- Provided text -
#####

Take a look inside a backpack and you’ll get a glimpse inside its owner’s life: perhaps notebooks and pens show evidence of his favorite color, or what he likes to do in his free time. There are folders full of assignments that indicate her potential career path, a book she reads for fun and keys that show the car she drives. It’s a peek into that person’s world and what absorbs her at the moment.
We asked two local high schoolers to give us a look at the things they carry, and we talked to a local chiropractor about that age-old parental concern: My kid’s backpack is way too heavy.

#####

(Source records)

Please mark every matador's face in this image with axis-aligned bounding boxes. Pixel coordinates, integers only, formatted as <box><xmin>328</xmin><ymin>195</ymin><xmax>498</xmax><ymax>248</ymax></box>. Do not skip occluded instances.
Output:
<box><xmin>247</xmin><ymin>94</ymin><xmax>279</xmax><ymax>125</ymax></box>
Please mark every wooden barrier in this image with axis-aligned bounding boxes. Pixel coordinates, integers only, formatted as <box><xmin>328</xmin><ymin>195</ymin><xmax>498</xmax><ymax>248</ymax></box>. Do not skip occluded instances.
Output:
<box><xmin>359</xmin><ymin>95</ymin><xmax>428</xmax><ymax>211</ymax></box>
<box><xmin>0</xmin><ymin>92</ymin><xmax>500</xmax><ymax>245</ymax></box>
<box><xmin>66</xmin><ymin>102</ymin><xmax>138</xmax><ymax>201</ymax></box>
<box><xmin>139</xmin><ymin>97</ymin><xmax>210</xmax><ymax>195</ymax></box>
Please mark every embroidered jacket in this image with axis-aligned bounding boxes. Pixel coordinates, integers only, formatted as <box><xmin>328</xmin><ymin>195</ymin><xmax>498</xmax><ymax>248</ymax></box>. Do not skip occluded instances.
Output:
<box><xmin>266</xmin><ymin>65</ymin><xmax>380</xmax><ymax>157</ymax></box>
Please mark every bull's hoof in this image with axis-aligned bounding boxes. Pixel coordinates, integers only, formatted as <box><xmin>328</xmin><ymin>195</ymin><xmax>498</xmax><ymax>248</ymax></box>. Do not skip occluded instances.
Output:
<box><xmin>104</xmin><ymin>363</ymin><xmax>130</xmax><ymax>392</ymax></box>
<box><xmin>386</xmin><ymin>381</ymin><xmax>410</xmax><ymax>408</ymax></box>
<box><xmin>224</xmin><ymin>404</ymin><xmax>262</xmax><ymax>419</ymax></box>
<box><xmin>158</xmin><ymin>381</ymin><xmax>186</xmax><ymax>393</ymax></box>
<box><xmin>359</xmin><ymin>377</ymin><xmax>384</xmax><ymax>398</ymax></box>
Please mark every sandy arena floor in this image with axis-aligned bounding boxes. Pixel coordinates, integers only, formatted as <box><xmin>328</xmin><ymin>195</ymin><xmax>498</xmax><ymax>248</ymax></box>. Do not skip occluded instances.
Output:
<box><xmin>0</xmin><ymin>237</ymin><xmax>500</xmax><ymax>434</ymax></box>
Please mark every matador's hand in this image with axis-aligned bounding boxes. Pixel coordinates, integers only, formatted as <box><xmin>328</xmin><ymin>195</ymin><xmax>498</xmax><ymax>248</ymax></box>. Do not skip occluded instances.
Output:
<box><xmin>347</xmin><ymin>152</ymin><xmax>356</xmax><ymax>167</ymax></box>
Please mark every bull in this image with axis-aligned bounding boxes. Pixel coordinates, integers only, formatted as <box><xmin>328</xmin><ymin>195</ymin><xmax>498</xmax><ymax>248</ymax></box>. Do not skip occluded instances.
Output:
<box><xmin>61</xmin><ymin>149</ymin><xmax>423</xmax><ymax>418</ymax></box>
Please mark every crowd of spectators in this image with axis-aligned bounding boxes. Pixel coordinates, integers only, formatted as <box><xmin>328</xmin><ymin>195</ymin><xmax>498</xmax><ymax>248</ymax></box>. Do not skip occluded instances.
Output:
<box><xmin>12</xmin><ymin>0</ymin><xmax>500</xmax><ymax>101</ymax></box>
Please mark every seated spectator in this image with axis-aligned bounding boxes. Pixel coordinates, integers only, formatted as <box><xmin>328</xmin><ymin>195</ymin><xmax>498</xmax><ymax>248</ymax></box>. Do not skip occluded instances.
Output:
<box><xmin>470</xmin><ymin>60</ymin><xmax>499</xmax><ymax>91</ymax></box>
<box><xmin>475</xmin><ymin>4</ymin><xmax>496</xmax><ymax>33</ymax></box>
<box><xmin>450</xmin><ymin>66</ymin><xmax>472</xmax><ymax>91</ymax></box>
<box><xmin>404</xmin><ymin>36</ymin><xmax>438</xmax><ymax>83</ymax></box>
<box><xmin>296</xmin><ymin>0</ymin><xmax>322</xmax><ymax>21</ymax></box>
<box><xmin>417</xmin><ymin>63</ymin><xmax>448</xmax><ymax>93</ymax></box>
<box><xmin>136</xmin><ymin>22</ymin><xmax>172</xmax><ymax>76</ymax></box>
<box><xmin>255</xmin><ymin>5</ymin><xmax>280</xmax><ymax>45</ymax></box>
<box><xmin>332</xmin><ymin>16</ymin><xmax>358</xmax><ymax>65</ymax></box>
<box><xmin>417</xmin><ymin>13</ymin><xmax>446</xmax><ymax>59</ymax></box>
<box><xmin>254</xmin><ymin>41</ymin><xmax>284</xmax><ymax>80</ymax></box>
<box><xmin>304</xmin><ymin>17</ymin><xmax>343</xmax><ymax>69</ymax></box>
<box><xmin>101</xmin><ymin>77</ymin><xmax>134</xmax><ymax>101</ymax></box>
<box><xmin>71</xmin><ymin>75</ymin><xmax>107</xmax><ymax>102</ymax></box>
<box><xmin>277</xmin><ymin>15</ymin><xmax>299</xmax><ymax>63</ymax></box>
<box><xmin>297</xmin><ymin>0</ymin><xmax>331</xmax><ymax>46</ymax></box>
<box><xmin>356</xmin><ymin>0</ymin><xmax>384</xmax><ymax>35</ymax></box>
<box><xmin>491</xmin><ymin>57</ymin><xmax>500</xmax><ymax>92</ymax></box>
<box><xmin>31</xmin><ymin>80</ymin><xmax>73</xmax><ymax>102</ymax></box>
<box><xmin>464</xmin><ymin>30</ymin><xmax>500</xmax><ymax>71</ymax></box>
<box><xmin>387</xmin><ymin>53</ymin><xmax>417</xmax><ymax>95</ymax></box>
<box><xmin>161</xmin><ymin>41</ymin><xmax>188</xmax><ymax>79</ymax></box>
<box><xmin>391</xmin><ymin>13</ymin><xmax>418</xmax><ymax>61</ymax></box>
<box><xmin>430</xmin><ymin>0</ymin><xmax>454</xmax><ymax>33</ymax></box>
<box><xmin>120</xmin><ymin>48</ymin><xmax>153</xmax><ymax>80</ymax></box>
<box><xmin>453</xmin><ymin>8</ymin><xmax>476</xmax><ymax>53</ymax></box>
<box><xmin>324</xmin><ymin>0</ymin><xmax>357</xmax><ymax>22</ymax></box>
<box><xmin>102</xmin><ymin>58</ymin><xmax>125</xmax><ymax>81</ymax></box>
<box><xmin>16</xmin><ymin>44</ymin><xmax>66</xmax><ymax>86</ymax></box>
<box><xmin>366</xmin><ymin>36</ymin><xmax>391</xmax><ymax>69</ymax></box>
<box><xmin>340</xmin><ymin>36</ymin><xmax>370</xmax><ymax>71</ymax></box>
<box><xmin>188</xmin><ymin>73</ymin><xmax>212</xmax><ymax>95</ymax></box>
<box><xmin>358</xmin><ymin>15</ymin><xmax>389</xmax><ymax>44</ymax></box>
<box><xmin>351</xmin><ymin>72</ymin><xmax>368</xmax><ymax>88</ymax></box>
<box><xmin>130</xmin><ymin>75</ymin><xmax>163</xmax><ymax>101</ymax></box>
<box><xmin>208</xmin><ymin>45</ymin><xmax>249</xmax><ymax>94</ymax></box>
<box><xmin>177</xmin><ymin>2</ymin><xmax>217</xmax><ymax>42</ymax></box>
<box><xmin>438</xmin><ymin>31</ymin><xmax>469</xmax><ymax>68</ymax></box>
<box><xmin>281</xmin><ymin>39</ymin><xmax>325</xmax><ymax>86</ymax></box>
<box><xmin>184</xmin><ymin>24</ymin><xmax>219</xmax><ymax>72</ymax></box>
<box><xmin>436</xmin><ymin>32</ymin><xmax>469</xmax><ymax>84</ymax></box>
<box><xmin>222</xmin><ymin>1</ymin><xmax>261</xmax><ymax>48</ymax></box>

#####

- What this exercise asks -
**a)** In the backpack text, who was asked to show the things they carry?
**b)** According to the backpack text, why does looking inside a backpack give a glimpse into its owner's life?
**c)** Rewrite the paragraph of the backpack text beginning "Take a look inside a backpack" as a short list that keeps its main facts.
The records have nothing to do with the backpack text.

- Answers to the tasks -
**a)** Two local high schoolers.

**b)** The things inside show details about the owner. Notebooks and pens can show a favorite color or free-time interests, folders of assignments can point to a possible career path, and keys can show what car the owner drives.

**c)**
A backpack's contents give a glimpse into its owner's life:
- Notebooks and pens can show a favorite color or free-time interests.
- Folders of assignments can indicate a potential career path.
- A book may be read for fun.
- Keys show the car the owner drives.
- Together, these items show the owner's world and what absorbs the owner at the moment.